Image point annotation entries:
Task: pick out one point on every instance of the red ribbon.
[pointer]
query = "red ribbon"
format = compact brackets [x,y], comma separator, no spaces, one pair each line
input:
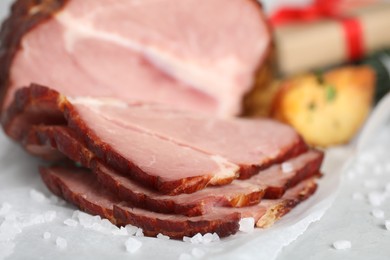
[321,9]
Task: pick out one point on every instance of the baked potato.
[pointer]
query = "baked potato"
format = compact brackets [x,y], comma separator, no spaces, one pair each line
[326,109]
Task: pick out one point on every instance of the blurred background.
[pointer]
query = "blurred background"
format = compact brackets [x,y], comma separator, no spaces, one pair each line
[330,66]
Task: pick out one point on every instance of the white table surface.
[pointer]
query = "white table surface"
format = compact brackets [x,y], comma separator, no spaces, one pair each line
[347,219]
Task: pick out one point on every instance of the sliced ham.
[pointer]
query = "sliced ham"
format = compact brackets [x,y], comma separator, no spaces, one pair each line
[156,160]
[239,193]
[177,53]
[225,138]
[84,191]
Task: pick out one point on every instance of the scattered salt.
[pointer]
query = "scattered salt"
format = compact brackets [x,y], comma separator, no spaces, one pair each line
[247,225]
[372,184]
[50,215]
[46,235]
[131,230]
[161,236]
[139,233]
[61,243]
[387,187]
[5,208]
[342,244]
[378,213]
[387,224]
[70,222]
[378,170]
[197,239]
[30,220]
[376,198]
[120,232]
[197,252]
[207,238]
[37,196]
[287,167]
[132,245]
[216,237]
[357,196]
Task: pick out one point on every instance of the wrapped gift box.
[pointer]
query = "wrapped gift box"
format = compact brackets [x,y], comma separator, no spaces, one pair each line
[310,45]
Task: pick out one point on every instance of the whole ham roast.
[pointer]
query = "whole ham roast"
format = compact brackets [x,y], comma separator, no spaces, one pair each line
[133,103]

Exercise requirements: Repeat all of the rows above verbatim, but leave out the pictures.

Full output:
Task: pick out one point on every instance of the red ribbon.
[pointer]
query = "red ribbon"
format = compact brackets [x,y], comma separator, no spaces, one pair each line
input:
[321,9]
Task: pick out one point on every instance of the baked potato.
[pointer]
query = "baked potato"
format = compact brackets [x,y], comma separator, no spaces, one pair each line
[326,109]
Task: pick out one point on every instance of the blurred background.
[pointer]
query = "blurred background"
format = compact brackets [x,y], comma separator, no spaces, one pair each line
[330,66]
Task: pick out one point on every instance of the white table surface.
[pointer]
query = "white table surface"
format = compact brackets [x,y], comma separator, no spaces, one pair each line
[347,219]
Task: pick out one point on every instance of the sliced ham.
[pointer]
query = "sliced ham"
format = compact brackets [x,y], comma separator, no spaces, one pair each line
[156,160]
[239,193]
[177,53]
[225,138]
[84,191]
Task: pick out one point on every instance of the scattered salt.
[pointer]
query = "scattered salt"
format = compact brackets [x,y], comma separator, no spaces, one pair each line
[247,225]
[372,184]
[50,215]
[46,235]
[131,230]
[161,236]
[139,233]
[61,243]
[387,187]
[5,208]
[342,244]
[378,213]
[387,224]
[70,222]
[378,170]
[197,239]
[30,220]
[376,198]
[120,232]
[197,252]
[207,238]
[37,196]
[287,167]
[132,245]
[216,237]
[357,196]
Task: pick out one point on every instance of the wrapped gift box.
[pointer]
query = "wrapped gift box"
format = compact brackets [x,y], comma separator, no spaces, one pair each line
[310,45]
Task: pick out one point on every instance of the whole ham roast.
[pointer]
query = "whole ham roast"
format = compact brackets [x,y], comma separator, no spaces, one pair each line
[133,103]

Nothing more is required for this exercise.